STATED EXERCISE A — Please gather every line in the rows below that contains the string "black", treating uppercase and lowercase as different.

DOCUMENT EXTRACT —

# Which GFX card to play 1080p???



## ╬Switch╬ (Apr 16, 2009)

Hi, I have a P4 3.0 GHz CPU and onboard graphics from ATI and 1GB of RAM.
Im having problems playing 1080p videos on it, so I have decided to get a basic video card to help me play these videos. Im not much of a gamer, and it would be great if I could have a smooth Windows Vista and 7 experience. And I also use Photoshop.
So can someone suggest a graphics for  me?
My budget is 2-3K.
Thanks.


----------



## MetalheadGautham (Apr 16, 2009)

nVidia 9500GT at Rs. 3,500/- should be fine for you. It will also help you game and is future proof.


----------



## j1n M@tt (Apr 16, 2009)

^^+1, 9500GT is the best option now, its future proof too


----------



## damngoodman999 (Apr 16, 2009)

but supporting 1080p is impossible with 9500GT


----------



## j1n M@tt (Apr 16, 2009)

playing 1080p video on 9500GT is possible, but can't handle 1080p HD gaming


----------



## furious_gamer (Apr 16, 2009)

^^
Yup, j1n Matt is rite...
9500GT is the only option left for OP , IMO...


----------



## damngoodman999 (Apr 16, 2009)

j1n M@tt said:


> playing 1080p video on 9500GT is possible, but can't handle 1080p HD gaming



i said only for gaming


----------



## furious_gamer (Apr 16, 2009)

^^
Be more specific while posting in forums..Otherwise you have to reply like this...


----------



## j1n M@tt (Apr 16, 2009)

lolz


----------



## damngoodman999 (Apr 16, 2009)

^^ ya thanks , i think there is no money for extra posting !!


----------



## furious_gamer (Apr 16, 2009)

^^
P.S : I am not a spammer... I have no choice other than laughing at his post..


----------



## j1n M@tt (Apr 16, 2009)

just kidding dude...don't take it as serious on me


----------



## furious_gamer (Apr 16, 2009)

C'mon dude, no need to apologise..He never take anything serious.. He'll be okay..


----------



## j1n M@tt (Apr 16, 2009)

ya I know it dude  , simple getting formal


----------



## damngoodman999 (Apr 16, 2009)

STATED EXERCISE B — Write the next part of the forum thread above about choosing a graphics card for 1080p video, starting after its last line.

Collected data —
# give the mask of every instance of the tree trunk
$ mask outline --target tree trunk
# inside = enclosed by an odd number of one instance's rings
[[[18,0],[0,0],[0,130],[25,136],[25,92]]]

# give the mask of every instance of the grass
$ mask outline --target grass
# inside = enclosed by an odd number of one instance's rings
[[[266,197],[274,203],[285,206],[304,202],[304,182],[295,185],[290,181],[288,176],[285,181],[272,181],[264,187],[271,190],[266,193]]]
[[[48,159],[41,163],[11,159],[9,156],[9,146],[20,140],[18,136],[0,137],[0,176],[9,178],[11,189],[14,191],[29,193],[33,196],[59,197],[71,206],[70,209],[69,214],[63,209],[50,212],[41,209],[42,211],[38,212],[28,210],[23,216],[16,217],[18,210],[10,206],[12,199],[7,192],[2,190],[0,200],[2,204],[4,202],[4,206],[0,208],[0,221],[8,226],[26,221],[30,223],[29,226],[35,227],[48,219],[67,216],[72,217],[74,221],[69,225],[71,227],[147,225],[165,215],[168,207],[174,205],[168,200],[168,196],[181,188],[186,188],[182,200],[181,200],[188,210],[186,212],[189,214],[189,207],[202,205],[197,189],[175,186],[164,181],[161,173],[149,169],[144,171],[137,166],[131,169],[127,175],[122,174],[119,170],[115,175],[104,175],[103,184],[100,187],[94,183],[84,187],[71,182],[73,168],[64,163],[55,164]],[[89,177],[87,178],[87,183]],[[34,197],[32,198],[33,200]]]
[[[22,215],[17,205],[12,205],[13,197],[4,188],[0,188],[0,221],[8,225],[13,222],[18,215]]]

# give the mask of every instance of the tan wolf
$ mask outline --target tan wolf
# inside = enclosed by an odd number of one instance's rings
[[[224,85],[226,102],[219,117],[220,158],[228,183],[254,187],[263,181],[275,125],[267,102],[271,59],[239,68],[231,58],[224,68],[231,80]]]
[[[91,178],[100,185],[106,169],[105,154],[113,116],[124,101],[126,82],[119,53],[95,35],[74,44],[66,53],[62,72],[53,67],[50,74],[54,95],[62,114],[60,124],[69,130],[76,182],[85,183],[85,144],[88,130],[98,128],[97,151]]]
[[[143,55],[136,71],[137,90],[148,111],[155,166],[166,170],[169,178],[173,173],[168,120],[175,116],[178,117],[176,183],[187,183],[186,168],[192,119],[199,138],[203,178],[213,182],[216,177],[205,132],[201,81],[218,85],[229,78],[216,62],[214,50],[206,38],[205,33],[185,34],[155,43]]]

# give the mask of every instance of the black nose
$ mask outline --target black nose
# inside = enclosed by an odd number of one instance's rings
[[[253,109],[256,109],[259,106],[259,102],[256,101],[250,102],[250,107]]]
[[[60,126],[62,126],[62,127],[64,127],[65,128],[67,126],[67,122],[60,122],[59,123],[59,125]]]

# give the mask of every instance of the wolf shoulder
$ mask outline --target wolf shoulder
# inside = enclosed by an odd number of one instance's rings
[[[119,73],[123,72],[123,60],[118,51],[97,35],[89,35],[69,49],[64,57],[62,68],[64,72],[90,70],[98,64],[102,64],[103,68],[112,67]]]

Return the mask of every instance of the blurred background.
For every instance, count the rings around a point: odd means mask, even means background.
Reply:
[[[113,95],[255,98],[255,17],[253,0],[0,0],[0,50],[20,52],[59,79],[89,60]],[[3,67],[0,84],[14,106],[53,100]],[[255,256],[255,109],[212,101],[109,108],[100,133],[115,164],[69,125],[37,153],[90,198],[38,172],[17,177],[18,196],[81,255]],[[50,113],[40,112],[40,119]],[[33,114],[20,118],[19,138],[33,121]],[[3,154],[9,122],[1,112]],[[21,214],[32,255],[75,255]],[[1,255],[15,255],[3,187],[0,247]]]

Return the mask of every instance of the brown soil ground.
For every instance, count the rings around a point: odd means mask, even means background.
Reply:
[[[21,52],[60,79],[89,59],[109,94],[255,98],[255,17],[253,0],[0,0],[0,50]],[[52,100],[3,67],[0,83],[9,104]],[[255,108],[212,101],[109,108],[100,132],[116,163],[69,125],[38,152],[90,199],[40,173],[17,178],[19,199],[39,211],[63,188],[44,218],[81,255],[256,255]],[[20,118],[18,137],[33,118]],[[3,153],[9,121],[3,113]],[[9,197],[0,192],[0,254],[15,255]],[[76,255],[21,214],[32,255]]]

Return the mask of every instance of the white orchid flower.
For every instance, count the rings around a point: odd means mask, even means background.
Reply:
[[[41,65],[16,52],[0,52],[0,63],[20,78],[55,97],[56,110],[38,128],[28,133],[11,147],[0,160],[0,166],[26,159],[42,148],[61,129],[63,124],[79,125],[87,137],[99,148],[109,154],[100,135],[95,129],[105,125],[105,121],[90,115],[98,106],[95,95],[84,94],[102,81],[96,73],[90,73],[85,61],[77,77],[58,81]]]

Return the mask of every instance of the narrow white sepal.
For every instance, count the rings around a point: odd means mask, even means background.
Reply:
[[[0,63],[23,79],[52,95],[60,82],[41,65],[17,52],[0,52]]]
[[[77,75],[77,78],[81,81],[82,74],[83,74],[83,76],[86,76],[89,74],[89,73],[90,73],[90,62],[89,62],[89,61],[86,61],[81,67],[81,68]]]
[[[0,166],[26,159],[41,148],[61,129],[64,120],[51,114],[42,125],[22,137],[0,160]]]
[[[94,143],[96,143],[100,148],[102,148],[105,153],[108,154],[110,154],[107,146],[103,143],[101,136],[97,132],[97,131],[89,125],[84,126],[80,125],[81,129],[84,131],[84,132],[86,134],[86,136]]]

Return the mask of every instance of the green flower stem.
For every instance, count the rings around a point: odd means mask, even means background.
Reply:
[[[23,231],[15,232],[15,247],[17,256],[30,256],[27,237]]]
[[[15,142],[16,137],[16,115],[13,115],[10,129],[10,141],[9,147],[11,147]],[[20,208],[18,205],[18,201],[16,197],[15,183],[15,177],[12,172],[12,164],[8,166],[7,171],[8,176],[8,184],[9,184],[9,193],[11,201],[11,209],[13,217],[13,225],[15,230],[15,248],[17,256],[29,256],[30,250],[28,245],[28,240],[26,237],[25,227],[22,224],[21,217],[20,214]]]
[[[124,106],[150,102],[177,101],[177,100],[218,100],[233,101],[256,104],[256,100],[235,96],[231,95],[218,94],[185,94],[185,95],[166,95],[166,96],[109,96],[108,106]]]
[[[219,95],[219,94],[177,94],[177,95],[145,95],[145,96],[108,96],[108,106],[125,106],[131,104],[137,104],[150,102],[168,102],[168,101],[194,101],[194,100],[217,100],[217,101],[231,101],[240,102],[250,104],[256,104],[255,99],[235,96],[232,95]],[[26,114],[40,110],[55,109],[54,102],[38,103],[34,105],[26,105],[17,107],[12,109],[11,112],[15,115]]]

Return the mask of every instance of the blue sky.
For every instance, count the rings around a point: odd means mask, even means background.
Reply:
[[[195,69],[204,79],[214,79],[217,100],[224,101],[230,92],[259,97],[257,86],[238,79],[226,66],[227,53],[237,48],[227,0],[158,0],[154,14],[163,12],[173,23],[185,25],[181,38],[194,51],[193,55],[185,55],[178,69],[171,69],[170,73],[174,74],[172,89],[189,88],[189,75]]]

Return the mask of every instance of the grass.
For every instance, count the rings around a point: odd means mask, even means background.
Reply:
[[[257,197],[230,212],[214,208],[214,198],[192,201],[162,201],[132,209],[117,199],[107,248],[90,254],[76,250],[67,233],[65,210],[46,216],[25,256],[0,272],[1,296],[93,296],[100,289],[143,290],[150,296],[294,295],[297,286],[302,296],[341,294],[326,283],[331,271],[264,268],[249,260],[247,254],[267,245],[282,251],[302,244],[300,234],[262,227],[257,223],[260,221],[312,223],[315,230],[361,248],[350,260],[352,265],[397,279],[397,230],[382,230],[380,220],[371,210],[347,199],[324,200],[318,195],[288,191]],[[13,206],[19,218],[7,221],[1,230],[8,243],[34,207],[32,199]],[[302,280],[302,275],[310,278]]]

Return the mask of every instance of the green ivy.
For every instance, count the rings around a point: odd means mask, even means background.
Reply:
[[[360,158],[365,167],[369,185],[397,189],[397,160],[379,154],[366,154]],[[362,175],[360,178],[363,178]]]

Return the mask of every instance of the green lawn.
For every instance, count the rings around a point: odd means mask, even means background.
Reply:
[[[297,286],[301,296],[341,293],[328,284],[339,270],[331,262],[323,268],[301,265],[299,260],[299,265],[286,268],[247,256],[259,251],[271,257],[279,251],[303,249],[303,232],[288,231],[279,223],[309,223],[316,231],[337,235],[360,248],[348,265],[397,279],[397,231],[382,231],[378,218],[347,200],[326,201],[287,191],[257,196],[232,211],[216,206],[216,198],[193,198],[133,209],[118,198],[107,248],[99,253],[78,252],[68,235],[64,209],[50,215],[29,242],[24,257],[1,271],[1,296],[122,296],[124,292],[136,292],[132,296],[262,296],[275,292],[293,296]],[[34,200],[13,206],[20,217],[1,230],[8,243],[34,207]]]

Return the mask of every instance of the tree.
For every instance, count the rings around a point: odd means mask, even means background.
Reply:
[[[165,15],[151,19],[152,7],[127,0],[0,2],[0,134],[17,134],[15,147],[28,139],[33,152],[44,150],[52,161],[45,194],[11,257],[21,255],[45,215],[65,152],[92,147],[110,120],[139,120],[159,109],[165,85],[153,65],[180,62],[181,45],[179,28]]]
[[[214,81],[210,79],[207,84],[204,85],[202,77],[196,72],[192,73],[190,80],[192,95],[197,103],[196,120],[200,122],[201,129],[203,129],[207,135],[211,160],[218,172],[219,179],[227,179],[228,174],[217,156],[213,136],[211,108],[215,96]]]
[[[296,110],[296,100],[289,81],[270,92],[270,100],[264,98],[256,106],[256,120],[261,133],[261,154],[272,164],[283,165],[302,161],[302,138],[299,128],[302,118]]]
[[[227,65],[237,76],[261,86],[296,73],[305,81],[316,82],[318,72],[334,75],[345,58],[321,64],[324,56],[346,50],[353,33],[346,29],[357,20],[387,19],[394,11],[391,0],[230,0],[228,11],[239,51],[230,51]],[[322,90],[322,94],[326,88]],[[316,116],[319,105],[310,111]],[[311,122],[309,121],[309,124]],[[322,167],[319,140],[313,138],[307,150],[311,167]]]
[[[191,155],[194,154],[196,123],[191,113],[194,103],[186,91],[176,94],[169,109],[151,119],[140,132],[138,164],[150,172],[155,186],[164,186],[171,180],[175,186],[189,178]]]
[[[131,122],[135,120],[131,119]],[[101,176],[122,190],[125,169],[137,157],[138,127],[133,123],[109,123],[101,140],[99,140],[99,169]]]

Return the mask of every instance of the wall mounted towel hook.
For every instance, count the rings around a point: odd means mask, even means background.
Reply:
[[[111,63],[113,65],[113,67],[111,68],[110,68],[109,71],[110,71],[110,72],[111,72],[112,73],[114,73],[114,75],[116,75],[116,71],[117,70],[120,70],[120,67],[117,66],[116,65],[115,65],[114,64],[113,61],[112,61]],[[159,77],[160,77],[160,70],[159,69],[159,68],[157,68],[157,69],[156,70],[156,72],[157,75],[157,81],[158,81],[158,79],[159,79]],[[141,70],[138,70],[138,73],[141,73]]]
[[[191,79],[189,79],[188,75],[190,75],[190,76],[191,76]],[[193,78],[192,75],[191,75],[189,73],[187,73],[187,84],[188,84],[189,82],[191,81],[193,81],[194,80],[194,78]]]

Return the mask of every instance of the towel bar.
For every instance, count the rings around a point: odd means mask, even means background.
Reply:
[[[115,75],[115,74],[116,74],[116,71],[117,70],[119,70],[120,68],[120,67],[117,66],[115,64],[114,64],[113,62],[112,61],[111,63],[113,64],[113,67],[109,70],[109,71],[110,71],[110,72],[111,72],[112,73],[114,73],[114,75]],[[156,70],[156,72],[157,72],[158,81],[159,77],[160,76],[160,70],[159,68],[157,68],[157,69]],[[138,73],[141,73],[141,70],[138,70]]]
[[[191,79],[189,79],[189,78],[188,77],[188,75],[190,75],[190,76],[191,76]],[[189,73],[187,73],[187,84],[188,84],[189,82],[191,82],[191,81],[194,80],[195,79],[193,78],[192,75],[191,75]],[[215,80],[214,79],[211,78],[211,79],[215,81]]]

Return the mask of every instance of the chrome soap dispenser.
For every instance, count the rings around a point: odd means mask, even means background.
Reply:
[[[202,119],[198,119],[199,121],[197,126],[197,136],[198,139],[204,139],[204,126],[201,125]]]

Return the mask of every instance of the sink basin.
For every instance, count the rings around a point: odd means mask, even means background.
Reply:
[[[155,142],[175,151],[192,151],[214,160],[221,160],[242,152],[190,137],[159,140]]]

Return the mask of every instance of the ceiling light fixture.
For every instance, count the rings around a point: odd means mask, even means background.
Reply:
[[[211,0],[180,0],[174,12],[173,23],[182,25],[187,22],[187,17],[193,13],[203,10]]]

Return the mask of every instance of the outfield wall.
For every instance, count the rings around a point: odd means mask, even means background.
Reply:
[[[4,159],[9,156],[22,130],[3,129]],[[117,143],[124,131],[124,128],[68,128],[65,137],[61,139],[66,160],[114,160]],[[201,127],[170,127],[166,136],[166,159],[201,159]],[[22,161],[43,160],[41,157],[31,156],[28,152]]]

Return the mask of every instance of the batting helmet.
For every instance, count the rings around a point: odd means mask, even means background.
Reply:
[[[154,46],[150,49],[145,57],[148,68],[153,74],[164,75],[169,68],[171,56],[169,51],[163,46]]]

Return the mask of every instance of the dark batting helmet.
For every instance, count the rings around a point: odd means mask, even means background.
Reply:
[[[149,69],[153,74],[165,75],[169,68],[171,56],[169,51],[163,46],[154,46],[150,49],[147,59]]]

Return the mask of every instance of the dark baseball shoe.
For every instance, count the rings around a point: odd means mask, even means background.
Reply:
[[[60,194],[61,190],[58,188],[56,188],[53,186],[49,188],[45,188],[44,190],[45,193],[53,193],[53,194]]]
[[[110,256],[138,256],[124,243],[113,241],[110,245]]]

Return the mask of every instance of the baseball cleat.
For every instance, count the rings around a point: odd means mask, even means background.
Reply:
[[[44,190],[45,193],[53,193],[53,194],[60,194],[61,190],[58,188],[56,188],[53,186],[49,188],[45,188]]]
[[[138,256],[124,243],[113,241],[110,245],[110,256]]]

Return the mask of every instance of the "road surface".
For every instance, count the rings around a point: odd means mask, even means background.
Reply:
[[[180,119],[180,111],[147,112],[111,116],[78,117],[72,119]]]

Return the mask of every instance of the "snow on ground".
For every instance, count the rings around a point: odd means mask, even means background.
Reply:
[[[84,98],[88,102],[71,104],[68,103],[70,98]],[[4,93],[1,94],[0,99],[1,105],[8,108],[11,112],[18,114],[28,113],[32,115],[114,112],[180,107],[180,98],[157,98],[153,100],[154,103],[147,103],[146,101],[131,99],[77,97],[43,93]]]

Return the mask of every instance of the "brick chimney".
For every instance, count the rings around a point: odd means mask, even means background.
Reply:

OUTPUT A —
# give the mask of every instance of the black nose
$ mask outline --target black nose

OUTPUT B —
j1n M@tt said:


> just kidding dude...don't take it as serious on me



No not at all ,, we r too making just conversation thats all
-----------------------------------------
Posted again:
-----------------------------------------


> I am not a spammer... I have no choice other than laughing at his post..



laugh laugh ,, think some buddy is laugh back @ u !!


----------



## furious_gamer (Apr 16, 2009)

^^
Who is there to laugh @ me..

BTW Its getting OFF-TOPIC.If you want to start a debate then start a thread in Chit-Chat section. We'd resolve this at there...


----------



## damngoodman999 (Apr 16, 2009)

> Who is there to laugh @ me.



ha ha ha ,, thats debate over !!


----------



## ╬Switch╬ (Apr 16, 2009)

Thanks for the replies guys, but
Which one of these: 
*www.lynx-india.com/index.php?searchstring=nVidia+9500GT&x=0&y=0


----------



## furious_gamer (Apr 16, 2009)

^^ Plz search for a 512MB DDR3 version...If not, then get Zotac 9500GT DDR2 512MB..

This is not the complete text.